### Data for the task ###

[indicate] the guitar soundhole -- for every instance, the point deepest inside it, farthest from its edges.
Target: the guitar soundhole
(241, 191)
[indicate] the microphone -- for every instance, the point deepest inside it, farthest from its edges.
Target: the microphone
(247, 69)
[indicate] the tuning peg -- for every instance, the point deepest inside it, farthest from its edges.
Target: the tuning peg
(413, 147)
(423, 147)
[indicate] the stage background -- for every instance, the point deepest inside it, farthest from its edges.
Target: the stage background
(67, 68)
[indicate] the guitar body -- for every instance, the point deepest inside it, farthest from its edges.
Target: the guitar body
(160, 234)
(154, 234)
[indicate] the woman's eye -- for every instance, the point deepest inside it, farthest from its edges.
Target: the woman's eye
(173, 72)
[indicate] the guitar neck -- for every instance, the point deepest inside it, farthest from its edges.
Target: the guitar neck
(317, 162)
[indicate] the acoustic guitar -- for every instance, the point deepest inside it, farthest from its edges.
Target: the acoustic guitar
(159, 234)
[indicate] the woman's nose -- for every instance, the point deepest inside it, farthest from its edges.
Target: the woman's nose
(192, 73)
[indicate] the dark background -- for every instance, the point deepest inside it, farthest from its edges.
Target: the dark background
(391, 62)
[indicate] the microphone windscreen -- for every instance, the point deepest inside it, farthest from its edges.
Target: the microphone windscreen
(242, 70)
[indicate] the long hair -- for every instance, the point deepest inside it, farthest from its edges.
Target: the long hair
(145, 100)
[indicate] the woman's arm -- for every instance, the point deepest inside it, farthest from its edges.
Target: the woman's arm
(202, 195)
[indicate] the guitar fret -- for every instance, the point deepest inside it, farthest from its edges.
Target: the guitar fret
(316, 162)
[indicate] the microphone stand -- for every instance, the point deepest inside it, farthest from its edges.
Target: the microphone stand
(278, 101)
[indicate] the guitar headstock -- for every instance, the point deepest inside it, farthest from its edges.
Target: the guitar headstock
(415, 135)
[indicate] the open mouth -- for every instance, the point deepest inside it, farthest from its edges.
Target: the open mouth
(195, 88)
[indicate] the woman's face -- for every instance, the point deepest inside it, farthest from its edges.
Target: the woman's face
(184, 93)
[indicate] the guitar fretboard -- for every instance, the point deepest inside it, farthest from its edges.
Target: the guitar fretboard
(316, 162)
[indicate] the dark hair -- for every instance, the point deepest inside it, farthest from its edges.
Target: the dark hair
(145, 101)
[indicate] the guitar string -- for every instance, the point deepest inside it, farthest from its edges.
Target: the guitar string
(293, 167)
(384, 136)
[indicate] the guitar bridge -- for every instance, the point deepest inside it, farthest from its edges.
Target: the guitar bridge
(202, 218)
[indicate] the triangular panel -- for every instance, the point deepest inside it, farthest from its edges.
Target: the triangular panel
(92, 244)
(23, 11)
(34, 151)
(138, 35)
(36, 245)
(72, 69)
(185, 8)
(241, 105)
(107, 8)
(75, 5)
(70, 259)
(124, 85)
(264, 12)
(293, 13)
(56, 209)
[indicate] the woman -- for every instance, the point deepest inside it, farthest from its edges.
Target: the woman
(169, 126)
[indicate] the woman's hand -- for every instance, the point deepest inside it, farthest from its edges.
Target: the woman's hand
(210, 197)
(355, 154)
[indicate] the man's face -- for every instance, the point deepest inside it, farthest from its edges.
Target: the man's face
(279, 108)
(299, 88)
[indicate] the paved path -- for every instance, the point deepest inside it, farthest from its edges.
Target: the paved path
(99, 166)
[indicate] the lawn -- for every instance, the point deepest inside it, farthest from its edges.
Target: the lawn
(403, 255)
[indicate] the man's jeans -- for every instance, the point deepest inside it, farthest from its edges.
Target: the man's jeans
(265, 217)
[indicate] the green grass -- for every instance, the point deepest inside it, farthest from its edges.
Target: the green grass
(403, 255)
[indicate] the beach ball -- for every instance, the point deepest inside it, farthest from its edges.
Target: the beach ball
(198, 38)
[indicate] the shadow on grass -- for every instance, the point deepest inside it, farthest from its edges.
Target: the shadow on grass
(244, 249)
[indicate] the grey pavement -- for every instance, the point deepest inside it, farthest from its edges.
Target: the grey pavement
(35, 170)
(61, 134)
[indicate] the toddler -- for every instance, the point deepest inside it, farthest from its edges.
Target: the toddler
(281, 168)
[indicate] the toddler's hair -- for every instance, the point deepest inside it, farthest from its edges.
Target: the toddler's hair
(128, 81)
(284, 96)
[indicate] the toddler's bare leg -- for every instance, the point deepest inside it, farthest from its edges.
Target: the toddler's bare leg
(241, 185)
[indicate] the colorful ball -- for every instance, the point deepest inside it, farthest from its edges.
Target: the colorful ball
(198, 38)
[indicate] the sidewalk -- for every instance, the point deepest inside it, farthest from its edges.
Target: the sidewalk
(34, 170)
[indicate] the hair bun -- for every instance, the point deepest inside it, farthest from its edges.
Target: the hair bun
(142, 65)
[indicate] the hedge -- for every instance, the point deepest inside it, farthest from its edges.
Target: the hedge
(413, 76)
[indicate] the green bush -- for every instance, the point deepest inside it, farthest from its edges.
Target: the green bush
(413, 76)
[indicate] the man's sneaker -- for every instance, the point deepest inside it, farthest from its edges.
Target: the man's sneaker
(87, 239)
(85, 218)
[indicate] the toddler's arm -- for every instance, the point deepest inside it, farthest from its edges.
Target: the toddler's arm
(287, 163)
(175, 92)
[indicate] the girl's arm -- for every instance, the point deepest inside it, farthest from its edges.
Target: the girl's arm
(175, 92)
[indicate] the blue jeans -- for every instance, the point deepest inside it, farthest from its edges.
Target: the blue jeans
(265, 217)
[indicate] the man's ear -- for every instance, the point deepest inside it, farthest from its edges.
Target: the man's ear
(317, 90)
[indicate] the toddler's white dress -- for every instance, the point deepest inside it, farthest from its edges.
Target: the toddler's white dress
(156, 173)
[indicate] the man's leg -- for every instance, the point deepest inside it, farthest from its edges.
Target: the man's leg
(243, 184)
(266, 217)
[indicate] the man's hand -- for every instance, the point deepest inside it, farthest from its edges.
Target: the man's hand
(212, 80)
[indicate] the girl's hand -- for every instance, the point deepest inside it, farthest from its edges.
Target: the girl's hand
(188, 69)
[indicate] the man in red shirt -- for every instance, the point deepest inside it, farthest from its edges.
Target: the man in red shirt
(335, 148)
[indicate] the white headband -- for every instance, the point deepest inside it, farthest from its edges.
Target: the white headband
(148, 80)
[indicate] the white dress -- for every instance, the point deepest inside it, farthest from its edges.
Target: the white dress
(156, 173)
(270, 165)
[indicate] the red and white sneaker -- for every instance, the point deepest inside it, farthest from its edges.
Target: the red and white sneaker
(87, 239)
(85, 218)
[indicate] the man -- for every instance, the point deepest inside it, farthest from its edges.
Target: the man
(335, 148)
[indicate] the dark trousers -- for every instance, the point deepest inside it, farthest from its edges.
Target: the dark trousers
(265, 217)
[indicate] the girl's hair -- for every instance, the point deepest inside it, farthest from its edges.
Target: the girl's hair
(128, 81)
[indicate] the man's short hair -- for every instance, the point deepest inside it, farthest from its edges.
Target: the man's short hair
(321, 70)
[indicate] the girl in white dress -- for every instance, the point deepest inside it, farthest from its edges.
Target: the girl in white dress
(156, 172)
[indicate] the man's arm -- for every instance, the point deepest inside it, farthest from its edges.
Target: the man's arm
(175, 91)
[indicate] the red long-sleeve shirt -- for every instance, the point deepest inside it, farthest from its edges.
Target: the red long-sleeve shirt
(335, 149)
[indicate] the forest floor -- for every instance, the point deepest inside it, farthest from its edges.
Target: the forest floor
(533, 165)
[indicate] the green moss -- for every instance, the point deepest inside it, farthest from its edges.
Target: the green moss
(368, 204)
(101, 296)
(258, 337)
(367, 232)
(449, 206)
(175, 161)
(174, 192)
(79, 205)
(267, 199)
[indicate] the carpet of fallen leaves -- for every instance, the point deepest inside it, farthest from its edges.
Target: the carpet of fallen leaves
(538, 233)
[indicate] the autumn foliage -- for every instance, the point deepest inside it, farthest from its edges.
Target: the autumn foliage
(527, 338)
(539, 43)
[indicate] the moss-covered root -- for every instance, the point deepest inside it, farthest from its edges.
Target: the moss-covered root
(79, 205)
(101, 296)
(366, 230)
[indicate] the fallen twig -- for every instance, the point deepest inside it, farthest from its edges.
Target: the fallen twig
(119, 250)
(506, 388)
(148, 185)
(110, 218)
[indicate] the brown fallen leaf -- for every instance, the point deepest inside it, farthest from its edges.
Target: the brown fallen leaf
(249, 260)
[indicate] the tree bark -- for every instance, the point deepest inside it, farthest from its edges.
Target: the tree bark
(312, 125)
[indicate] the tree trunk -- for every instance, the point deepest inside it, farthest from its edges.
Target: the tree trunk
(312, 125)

###

Write out exactly the lines starting with the one that holds "[indicate] the autumn" and running through the last line above.

## Exercise output:
[indicate] the autumn foliage -- for every instance, the point deepest inside it, farthest from its edges.
Target: the autumn foliage
(527, 338)
(539, 43)
[indicate] the moss-covered root -- for every instance, the point deepest inside it, farthest from its edges.
Target: the moss-covered root
(79, 205)
(101, 296)
(366, 230)
[indicate] the fallen twig -- for every instance, the point deepest inside it, farthest from its edges.
Target: the fallen twig
(119, 250)
(506, 388)
(148, 185)
(110, 218)
[indicate] the brown fallen leaf -- for every instance, the point deepest inside it, farthest from its edges.
Target: the brown fallen leaf
(249, 260)
[indicate] the tree bark -- for every instance, the point deepest inside it, farthest from its edges.
Target: the tree bark
(312, 125)
[indicate] the tree trunk -- for every instance, the point deepest inside it, farthest from its edges.
Target: the tree trunk
(312, 125)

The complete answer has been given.